> [Given exercise]: Please rewrite the rows below with "Pins" changed to "Marks" and nothing else altered.

> [Records supplied]:
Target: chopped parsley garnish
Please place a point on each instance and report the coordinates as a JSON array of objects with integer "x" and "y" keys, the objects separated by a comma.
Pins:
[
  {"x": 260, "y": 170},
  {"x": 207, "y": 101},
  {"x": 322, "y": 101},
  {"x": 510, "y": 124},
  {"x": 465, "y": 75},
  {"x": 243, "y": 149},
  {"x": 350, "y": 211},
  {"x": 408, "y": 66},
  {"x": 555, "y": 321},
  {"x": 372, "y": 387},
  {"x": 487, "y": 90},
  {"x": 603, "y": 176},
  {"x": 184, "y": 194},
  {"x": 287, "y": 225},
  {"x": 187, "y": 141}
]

> [Exercise response]:
Target: chopped parsley garnish
Please place a point on each instance and report the coordinates as a JSON array of objects with integer "x" and "y" keys, the objects separated by a comma.
Marks:
[
  {"x": 260, "y": 170},
  {"x": 207, "y": 101},
  {"x": 322, "y": 101},
  {"x": 510, "y": 124},
  {"x": 465, "y": 75},
  {"x": 243, "y": 149},
  {"x": 350, "y": 211},
  {"x": 408, "y": 66},
  {"x": 555, "y": 321},
  {"x": 372, "y": 387},
  {"x": 487, "y": 90},
  {"x": 603, "y": 176},
  {"x": 184, "y": 194},
  {"x": 287, "y": 225},
  {"x": 187, "y": 141}
]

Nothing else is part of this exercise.